Print the material below line for line, from the first line to the last, without adding, dropping, or altering anything.

+ + +

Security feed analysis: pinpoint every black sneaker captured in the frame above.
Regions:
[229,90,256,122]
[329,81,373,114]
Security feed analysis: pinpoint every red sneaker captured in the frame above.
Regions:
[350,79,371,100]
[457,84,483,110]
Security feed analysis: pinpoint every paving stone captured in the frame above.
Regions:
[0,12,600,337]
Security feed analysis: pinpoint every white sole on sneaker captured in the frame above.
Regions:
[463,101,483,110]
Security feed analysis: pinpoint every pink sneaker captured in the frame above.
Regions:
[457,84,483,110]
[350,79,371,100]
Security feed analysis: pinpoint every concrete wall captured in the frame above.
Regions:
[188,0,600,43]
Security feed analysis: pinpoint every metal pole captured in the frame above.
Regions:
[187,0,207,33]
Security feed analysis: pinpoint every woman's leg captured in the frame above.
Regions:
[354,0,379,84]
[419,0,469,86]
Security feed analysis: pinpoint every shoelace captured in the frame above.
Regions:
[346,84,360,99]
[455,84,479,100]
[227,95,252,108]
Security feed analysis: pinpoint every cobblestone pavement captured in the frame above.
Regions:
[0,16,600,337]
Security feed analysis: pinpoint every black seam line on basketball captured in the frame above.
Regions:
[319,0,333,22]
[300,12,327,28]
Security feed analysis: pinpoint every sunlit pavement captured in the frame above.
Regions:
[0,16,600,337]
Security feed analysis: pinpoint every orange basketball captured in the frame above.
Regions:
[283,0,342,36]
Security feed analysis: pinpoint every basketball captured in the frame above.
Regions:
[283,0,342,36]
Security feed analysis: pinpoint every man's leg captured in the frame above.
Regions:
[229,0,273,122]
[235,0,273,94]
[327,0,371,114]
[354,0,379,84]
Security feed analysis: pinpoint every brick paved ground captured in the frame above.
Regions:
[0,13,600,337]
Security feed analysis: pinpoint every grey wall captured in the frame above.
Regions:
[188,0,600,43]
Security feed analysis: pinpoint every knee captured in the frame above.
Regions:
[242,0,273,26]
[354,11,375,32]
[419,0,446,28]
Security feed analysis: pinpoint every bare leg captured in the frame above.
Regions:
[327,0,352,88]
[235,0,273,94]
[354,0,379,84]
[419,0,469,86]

+ + +

* **RIGHT ANSWER**
Security feed analysis: pinpoint every black sneaker captured in the frame above.
Regions:
[229,90,256,122]
[329,81,373,114]
Security feed analysis: pinpoint every red sneaker captured in the frame above.
Regions:
[350,79,371,100]
[457,84,483,110]
Security feed analysis: pinpoint every paving stone captured in the frame above.
Regions:
[0,12,600,337]
Security feed analysis: pinpoint every white sole on sneaker captured in the frame above.
Regions:
[463,101,483,110]
Security feed analysis: pinpoint every pink sneaker captured in the frame above.
Regions:
[457,84,483,110]
[350,79,371,100]
Security feed analysis: pinpoint every concrete wall captured in the frame above.
Regions:
[188,0,600,43]
Security feed analysis: pinpoint every metal pole captured in the frame above.
Regions:
[187,0,207,33]
Security feed analysis: pinpoint every woman's leg captured in the frame above.
Regions:
[354,0,379,84]
[419,0,469,86]
Security feed analysis: pinpoint every shoelace captured in the frame above.
Regions:
[346,84,360,99]
[455,84,479,100]
[227,95,252,108]
Security feed analysis: pinpoint every cobblestone pavement captured in the frame above.
Regions:
[0,16,600,337]
Security feed analysis: pinpoint every black seam line on basketball captured in the frame above.
Regions:
[319,0,333,22]
[300,12,327,28]
Security feed analysis: pinpoint every sunlit pavement captured in the frame above.
Regions:
[0,16,600,337]
Security feed analysis: pinpoint every orange basketball captured in the frame above.
Regions:
[283,0,342,36]
Security feed analysis: pinpoint every basketball captured in the frame above.
Regions:
[283,0,342,36]
Security feed analysis: pinpoint every man's leg captured in the frame above.
Regions:
[229,0,273,122]
[235,0,273,94]
[327,0,371,114]
[354,0,379,84]
Security feed analysis: pinpoint every brick paved ground captured in the frame above.
Regions:
[0,13,600,337]
Security feed analysis: pinpoint every grey wall captured in the frame above.
Regions:
[188,0,600,43]
Security feed analysis: pinpoint every knee captured in the frame above.
Regions:
[242,0,273,26]
[354,11,375,32]
[419,0,446,28]
Security feed analysis: pinpoint every bare leg captured in the frame above.
Regions:
[327,0,352,88]
[235,0,273,94]
[354,0,379,84]
[419,0,469,86]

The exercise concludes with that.